§ **Work to complete**: Search the records for the word "mural" and copy each line in which it appears.
Data section Start Marker
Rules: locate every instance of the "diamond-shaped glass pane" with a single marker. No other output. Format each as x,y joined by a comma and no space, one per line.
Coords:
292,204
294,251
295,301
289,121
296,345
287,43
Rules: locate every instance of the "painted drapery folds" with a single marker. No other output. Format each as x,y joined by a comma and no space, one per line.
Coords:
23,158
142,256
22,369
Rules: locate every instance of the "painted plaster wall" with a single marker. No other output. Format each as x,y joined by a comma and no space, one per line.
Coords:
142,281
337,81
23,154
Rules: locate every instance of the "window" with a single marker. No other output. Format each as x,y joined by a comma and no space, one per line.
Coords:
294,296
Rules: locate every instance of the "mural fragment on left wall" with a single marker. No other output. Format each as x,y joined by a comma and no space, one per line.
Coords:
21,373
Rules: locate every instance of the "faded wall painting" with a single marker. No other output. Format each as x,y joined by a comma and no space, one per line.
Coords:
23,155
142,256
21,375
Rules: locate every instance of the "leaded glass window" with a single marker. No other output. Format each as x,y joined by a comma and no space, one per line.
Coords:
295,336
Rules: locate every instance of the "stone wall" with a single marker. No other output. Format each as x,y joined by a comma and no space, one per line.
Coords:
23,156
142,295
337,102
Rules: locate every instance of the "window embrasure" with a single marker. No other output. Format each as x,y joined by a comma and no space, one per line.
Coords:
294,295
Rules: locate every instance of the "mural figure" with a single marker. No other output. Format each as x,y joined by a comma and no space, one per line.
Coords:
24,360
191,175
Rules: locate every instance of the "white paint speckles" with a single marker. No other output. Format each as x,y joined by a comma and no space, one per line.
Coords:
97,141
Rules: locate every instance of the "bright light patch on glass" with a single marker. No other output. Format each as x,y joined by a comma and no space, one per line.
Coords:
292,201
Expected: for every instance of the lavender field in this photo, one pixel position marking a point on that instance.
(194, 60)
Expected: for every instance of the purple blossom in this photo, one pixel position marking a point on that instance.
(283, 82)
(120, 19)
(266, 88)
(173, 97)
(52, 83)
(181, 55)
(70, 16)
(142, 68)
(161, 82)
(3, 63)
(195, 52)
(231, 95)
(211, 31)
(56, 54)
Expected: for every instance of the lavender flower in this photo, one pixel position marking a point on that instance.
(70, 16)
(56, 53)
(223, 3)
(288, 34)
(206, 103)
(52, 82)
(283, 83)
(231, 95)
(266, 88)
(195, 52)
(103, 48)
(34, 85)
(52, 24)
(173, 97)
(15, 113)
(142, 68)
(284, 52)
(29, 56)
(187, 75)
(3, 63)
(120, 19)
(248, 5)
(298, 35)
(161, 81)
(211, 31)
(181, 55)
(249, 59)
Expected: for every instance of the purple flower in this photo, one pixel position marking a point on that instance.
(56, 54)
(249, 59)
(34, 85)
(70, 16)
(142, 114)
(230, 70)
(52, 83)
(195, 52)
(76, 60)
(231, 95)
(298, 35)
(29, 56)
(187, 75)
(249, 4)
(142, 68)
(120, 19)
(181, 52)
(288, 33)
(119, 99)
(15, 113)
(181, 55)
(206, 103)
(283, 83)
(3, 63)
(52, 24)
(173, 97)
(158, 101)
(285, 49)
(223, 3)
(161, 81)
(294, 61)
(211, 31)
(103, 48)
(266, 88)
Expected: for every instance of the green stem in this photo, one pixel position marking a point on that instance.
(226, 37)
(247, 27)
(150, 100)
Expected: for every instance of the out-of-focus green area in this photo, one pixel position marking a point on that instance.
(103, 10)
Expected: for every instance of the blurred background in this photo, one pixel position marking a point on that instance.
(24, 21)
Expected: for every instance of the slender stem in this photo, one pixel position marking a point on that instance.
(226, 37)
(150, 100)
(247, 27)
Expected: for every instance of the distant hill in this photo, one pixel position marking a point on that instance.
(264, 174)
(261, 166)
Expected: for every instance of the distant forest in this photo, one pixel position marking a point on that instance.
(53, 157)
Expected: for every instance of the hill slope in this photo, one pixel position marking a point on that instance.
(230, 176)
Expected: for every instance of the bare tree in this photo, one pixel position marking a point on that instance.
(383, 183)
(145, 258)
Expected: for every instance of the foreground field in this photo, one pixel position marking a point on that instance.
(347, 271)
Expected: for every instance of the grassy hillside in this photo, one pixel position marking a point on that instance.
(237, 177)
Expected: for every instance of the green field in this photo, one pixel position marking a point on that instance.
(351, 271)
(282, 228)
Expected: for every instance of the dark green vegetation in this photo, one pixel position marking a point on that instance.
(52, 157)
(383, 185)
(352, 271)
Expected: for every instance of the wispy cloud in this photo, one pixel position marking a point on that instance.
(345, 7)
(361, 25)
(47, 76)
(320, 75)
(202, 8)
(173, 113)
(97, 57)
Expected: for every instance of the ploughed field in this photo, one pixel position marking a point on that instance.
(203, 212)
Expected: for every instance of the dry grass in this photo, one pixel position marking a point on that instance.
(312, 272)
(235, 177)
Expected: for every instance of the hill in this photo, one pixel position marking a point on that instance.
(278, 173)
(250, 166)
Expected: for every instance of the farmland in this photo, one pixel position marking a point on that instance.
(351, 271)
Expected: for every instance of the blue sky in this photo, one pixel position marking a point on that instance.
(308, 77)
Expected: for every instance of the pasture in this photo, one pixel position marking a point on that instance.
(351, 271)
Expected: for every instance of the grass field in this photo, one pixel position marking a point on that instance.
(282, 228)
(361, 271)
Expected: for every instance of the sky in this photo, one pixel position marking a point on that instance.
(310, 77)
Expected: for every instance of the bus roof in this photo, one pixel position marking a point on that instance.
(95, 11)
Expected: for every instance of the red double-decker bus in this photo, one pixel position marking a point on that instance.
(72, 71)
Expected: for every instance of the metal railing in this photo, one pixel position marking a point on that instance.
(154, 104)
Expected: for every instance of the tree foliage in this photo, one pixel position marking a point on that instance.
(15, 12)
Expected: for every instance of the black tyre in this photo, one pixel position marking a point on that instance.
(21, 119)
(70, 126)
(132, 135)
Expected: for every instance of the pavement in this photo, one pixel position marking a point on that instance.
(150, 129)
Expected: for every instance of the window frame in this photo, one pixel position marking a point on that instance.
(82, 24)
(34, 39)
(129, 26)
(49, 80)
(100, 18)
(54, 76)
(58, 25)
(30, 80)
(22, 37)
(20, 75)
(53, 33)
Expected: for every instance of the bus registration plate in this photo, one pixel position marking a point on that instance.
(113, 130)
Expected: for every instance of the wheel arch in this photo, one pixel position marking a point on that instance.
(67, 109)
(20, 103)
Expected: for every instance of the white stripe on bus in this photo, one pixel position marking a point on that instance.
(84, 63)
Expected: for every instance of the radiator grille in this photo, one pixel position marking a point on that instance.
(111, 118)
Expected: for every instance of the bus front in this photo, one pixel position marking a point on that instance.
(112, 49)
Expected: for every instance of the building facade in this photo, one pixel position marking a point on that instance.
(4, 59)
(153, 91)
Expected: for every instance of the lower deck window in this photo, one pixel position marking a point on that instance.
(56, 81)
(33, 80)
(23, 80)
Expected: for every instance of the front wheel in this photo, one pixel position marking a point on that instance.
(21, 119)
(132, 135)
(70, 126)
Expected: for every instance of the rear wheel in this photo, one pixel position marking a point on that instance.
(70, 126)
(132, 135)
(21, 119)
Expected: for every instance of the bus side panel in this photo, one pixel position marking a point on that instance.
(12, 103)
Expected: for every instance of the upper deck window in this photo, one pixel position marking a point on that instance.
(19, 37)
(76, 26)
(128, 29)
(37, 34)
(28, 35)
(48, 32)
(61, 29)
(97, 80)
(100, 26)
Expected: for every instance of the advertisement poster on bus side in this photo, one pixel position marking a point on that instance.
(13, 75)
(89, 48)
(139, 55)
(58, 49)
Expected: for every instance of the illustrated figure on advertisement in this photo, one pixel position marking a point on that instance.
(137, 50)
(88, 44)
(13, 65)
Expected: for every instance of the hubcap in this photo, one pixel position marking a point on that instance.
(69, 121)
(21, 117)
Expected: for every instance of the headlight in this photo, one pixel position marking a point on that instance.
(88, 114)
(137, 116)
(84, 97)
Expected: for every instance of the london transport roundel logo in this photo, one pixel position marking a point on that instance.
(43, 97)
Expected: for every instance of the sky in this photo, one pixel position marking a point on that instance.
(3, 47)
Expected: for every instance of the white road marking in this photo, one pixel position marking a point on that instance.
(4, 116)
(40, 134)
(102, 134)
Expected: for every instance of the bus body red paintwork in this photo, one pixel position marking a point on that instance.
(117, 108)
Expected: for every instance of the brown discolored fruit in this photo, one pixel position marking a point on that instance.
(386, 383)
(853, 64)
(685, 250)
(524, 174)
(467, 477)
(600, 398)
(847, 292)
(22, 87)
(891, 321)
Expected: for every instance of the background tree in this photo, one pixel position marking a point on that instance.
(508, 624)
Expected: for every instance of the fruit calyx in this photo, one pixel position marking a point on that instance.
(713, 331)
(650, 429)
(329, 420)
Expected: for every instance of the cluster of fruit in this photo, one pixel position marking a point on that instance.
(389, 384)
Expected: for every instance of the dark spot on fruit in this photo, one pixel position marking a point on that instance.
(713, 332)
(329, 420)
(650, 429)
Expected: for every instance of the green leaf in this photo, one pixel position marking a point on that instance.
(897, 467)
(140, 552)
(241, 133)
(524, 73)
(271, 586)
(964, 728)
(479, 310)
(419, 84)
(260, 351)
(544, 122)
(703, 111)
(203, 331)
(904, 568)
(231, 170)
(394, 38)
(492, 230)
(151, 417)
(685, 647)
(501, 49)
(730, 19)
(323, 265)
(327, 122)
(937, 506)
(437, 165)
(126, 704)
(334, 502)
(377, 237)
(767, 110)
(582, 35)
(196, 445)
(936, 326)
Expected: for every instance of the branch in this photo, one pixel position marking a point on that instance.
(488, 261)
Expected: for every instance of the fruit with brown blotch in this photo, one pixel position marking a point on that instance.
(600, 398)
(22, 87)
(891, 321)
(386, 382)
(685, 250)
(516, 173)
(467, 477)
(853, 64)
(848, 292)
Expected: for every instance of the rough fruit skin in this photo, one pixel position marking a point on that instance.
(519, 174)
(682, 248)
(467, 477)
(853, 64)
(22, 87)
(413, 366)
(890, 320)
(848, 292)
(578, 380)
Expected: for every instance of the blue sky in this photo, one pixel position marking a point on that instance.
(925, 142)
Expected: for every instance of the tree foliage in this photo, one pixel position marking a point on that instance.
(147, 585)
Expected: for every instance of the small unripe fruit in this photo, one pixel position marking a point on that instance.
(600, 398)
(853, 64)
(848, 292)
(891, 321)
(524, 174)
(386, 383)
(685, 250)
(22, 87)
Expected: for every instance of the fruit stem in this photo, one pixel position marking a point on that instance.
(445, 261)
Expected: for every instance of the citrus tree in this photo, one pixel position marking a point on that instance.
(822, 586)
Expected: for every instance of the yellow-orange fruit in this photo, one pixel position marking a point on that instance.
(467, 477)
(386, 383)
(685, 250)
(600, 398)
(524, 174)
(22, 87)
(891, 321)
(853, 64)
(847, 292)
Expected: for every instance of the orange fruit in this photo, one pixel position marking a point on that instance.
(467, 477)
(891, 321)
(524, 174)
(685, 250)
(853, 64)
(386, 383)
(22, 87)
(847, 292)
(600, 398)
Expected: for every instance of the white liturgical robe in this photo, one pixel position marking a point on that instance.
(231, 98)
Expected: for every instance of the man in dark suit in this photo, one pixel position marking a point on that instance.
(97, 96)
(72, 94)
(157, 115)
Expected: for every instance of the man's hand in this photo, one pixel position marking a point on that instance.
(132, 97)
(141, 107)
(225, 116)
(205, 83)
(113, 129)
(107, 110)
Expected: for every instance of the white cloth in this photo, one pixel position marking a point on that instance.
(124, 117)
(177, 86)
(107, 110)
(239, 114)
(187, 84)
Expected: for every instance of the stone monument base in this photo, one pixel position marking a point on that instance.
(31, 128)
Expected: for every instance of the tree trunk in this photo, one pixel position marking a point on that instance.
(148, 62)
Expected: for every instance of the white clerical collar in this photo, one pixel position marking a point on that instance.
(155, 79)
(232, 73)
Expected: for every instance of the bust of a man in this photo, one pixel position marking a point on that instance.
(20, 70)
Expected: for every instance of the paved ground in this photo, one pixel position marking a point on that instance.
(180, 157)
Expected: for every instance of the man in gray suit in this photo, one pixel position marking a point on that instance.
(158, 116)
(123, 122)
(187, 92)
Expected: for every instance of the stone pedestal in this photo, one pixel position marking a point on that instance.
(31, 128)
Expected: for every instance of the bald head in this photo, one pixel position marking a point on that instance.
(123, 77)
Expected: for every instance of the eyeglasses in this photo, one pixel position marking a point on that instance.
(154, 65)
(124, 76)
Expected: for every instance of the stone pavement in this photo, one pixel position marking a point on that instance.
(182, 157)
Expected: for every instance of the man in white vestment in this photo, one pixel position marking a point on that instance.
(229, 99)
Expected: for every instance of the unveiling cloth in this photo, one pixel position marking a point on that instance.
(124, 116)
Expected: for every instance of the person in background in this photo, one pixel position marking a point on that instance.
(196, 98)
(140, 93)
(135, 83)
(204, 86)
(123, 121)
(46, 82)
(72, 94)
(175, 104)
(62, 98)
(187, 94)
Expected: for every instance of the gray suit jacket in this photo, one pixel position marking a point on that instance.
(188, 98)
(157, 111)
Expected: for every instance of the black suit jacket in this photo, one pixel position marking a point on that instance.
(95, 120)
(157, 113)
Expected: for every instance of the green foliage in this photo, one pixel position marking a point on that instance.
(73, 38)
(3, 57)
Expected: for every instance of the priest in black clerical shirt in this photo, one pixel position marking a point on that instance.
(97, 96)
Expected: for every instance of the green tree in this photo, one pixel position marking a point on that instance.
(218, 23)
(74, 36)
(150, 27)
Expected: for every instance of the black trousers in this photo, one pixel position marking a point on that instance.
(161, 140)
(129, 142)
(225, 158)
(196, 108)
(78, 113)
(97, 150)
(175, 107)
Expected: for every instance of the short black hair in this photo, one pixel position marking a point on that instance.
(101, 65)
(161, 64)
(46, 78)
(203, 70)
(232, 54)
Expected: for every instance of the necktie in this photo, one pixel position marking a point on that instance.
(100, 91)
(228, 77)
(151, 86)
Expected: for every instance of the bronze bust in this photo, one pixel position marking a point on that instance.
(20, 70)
Data section End Marker
§ **Response for this exercise**:
Rules: locate every instance of the "mural fragment on left wall" with a single marker. No other output. Format each as x,y joined by a comma and no space, one per line.
Rules: locate every instance of the "mural figure" with a single marker. No other output. Format each as x,y joined by a comma and no space, one per line.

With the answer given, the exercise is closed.